Brief: Needed from the entries below: every line that holds the word "paved".

Data under study:
= Beginning of Section =

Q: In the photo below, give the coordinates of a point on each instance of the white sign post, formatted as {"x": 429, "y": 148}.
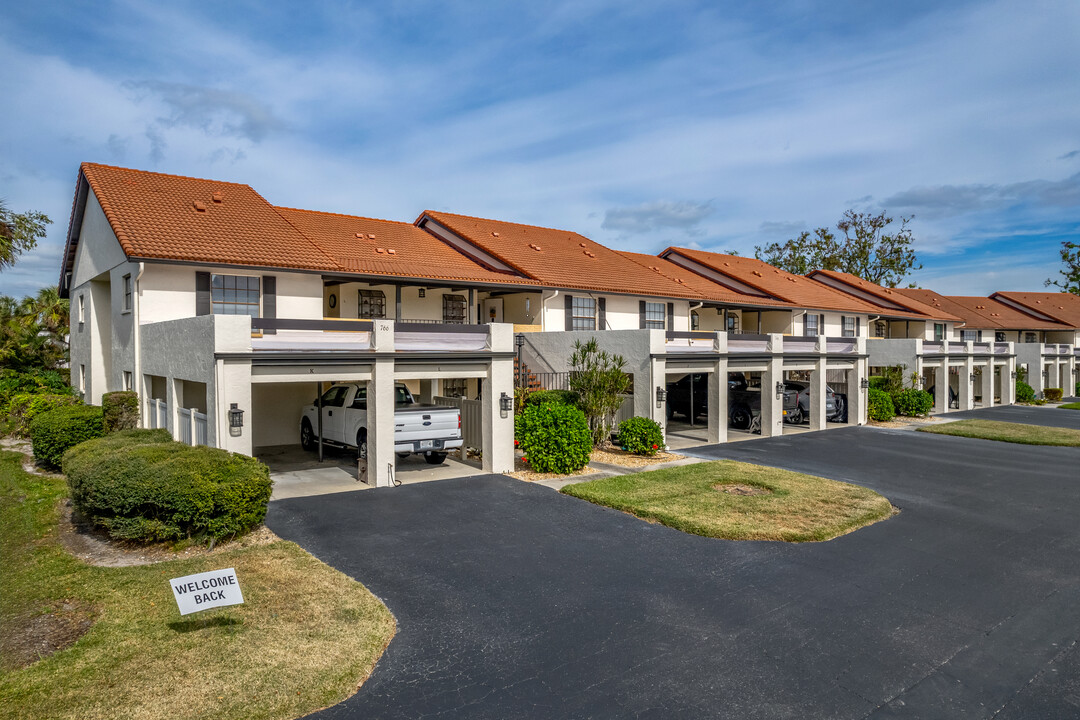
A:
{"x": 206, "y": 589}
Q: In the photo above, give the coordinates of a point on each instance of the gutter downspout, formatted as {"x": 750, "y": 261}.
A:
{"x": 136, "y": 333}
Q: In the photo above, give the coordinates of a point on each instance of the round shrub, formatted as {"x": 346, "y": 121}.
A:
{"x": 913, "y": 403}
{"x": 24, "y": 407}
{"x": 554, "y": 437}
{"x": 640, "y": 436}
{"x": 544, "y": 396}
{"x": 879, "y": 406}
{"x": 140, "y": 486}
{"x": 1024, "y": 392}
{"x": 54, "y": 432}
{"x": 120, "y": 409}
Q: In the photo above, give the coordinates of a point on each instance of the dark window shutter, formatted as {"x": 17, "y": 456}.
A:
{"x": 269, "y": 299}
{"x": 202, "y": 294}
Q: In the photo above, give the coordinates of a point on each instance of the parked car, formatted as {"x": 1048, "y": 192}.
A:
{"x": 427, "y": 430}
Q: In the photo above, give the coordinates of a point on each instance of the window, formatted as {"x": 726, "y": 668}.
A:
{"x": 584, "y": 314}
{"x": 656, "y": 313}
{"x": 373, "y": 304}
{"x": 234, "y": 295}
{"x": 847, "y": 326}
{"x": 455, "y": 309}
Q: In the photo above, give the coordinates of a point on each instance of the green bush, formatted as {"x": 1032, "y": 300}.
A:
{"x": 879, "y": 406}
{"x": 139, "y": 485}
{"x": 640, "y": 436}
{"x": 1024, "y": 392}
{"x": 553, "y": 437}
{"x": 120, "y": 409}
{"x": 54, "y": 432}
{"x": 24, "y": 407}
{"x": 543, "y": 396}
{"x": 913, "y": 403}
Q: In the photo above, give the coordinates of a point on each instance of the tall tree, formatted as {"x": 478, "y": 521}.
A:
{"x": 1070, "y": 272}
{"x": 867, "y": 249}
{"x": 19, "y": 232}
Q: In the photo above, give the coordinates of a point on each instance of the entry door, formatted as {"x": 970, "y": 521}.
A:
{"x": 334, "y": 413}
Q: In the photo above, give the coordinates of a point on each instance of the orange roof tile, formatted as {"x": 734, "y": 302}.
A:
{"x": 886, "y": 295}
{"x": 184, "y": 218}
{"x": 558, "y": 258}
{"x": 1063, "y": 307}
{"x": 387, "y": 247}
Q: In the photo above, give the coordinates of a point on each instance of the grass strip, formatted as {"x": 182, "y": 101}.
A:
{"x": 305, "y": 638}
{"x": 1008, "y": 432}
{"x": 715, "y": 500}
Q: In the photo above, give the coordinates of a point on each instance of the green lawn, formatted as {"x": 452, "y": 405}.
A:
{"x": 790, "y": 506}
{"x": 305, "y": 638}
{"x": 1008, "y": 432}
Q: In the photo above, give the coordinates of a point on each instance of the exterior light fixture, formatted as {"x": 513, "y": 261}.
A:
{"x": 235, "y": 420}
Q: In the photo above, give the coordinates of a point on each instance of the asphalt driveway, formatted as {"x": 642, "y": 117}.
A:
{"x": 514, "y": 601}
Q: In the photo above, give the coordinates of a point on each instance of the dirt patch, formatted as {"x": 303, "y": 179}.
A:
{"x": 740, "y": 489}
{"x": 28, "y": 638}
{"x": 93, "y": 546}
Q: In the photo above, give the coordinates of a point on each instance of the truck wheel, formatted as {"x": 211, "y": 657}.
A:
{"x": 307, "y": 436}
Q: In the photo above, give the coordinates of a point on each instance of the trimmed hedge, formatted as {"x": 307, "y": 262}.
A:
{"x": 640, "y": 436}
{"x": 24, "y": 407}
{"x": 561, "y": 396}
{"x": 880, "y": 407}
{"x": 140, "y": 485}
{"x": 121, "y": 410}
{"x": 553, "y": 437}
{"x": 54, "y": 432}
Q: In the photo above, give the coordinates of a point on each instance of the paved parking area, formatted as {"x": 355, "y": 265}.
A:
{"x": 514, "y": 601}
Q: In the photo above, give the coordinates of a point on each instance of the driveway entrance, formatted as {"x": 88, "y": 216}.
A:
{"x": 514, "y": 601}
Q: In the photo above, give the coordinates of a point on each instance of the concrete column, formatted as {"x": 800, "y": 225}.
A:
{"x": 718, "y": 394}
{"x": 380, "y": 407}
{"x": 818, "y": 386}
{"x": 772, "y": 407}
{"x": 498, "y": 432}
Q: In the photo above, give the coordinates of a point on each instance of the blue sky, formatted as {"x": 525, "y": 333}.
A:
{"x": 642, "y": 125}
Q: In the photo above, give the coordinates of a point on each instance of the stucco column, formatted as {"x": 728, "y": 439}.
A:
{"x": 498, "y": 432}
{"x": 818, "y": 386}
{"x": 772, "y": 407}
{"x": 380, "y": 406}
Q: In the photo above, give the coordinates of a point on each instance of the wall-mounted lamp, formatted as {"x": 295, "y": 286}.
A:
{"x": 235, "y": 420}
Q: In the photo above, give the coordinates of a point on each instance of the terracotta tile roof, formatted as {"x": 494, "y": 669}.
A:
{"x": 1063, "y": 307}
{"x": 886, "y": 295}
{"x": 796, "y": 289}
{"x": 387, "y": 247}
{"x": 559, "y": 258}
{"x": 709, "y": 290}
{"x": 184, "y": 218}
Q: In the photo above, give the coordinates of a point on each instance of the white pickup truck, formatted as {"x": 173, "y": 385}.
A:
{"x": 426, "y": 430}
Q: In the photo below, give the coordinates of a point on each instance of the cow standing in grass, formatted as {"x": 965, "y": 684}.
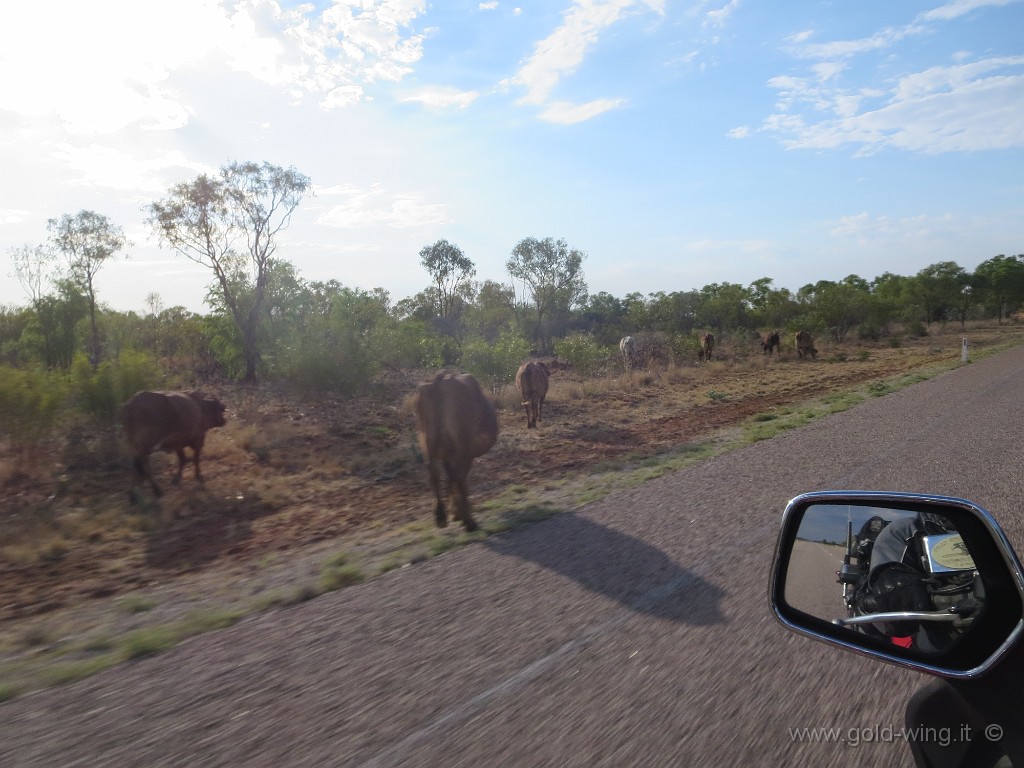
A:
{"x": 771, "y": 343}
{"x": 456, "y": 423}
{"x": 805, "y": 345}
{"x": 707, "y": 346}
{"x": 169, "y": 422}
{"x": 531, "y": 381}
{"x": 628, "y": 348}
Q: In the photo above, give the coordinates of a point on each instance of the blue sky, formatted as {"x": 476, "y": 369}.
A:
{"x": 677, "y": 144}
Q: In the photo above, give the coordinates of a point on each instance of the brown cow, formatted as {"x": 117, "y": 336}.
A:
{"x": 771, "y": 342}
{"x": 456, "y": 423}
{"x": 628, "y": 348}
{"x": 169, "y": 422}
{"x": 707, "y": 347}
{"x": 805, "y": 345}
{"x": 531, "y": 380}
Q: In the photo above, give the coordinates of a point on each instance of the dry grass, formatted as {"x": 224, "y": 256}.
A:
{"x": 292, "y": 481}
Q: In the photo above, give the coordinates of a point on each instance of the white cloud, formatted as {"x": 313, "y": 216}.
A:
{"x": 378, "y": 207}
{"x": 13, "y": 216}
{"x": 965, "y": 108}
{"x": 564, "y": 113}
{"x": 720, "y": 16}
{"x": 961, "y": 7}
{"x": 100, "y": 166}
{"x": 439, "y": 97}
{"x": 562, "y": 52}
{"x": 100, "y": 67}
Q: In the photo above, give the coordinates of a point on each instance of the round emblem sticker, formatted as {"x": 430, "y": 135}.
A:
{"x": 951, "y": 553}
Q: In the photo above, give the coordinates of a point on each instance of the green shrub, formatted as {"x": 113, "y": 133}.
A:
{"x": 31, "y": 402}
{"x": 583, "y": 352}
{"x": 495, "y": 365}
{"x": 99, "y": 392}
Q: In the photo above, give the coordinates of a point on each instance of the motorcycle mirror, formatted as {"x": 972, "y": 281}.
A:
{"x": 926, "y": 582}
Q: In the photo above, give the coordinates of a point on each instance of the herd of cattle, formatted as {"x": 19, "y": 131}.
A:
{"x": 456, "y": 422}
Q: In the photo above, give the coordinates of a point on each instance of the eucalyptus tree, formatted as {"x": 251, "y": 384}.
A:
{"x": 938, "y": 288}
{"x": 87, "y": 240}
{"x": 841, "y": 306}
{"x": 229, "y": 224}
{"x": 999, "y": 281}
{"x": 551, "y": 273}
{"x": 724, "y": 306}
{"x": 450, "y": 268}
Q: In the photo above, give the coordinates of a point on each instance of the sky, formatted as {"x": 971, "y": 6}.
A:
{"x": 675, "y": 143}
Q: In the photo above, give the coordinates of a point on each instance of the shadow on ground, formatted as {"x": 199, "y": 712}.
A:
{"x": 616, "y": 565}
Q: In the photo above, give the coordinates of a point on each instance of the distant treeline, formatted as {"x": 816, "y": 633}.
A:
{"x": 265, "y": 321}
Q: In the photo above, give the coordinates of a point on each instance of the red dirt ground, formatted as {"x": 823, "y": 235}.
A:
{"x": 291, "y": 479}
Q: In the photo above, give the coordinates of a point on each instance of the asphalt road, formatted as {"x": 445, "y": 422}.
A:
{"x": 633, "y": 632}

= End of Section =
= Beginning of Section =

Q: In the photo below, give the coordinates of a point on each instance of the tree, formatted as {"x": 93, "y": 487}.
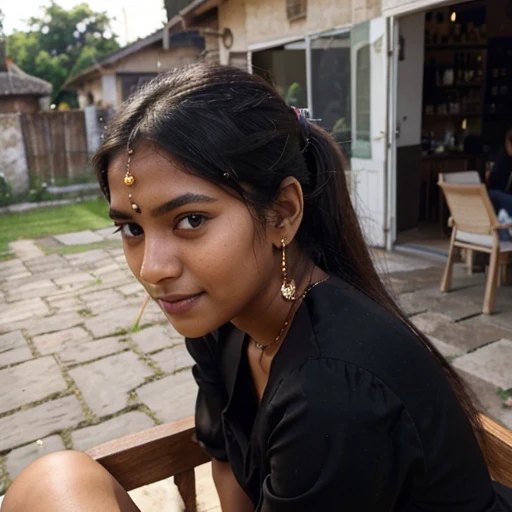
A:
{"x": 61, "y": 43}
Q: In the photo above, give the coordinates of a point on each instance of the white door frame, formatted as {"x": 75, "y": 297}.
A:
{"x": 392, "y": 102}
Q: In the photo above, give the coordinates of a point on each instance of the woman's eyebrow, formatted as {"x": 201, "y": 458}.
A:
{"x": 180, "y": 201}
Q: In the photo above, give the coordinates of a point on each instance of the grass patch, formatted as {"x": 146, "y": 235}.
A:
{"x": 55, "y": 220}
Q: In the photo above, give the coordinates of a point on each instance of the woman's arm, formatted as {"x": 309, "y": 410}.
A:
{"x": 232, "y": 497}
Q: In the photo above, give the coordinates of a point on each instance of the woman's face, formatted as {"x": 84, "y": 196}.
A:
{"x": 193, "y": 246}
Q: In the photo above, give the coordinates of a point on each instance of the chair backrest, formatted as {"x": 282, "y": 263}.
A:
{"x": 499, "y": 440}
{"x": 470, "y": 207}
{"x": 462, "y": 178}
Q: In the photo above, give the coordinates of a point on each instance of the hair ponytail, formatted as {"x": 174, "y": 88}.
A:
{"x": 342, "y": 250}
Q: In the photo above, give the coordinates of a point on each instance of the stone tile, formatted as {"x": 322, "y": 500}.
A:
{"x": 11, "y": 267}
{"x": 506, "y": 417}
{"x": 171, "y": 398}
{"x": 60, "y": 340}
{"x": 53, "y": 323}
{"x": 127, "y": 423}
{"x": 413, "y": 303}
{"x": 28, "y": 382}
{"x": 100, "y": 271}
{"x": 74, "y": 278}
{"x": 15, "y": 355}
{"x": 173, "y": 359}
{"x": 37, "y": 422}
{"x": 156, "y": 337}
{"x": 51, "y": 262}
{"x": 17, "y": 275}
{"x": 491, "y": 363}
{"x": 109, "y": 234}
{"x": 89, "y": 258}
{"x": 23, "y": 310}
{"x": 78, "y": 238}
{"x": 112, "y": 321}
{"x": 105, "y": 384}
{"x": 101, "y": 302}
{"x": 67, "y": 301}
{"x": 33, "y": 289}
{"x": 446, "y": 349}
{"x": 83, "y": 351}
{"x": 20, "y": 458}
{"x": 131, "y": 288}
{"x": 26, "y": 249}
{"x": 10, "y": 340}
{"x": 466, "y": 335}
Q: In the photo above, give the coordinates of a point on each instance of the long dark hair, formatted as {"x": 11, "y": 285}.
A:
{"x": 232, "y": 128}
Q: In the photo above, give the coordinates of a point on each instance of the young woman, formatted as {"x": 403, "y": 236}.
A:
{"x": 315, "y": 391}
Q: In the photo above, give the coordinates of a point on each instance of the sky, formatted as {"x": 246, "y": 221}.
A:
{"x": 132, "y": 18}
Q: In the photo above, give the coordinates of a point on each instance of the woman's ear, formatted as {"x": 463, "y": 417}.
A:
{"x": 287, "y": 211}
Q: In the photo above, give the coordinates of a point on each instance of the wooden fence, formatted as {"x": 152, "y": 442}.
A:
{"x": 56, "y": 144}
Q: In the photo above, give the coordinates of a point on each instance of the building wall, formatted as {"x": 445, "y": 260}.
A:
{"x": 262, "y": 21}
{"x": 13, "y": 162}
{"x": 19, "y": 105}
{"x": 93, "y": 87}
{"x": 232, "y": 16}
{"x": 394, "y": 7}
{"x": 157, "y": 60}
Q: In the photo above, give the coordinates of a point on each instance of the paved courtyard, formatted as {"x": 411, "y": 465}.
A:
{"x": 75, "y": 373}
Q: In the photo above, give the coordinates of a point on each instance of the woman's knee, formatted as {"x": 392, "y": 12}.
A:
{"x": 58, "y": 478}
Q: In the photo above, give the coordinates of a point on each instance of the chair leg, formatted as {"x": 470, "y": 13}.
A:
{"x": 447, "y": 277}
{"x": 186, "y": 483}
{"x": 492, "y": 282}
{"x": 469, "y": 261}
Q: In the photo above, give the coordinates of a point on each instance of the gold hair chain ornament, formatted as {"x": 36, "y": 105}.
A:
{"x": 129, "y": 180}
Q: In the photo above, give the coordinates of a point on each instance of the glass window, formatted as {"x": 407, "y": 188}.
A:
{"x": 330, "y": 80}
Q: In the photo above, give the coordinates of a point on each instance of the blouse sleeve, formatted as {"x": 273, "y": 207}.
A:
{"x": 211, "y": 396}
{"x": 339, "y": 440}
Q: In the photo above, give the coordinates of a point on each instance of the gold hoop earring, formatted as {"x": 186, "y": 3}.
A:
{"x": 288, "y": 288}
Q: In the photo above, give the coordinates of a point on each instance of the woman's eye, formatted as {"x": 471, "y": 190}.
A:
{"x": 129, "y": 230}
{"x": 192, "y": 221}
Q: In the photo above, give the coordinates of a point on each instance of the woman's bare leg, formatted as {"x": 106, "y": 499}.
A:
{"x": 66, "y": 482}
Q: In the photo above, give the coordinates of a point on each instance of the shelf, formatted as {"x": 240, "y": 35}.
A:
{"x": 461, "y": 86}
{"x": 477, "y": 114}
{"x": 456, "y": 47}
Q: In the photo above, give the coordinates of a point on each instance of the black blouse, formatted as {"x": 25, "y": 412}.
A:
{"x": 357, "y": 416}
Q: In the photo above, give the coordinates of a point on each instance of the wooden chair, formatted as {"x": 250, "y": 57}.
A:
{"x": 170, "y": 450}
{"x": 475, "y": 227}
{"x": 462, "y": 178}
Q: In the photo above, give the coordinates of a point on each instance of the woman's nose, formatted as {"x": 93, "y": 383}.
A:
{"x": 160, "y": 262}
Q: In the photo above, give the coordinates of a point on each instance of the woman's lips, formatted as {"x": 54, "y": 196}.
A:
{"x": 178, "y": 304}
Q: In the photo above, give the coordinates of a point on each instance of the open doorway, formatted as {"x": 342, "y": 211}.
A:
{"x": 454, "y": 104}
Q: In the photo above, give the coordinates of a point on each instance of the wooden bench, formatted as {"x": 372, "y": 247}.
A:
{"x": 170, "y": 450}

= End of Section =

Answer to this problem:
Q: In the photo above, give the coordinates of a point on each instance of the paved parking area, formatted as {"x": 355, "y": 265}.
Q: In the photo above, give the coordinates of a point on each instance of the paved courtyard, formatted as {"x": 411, "y": 465}.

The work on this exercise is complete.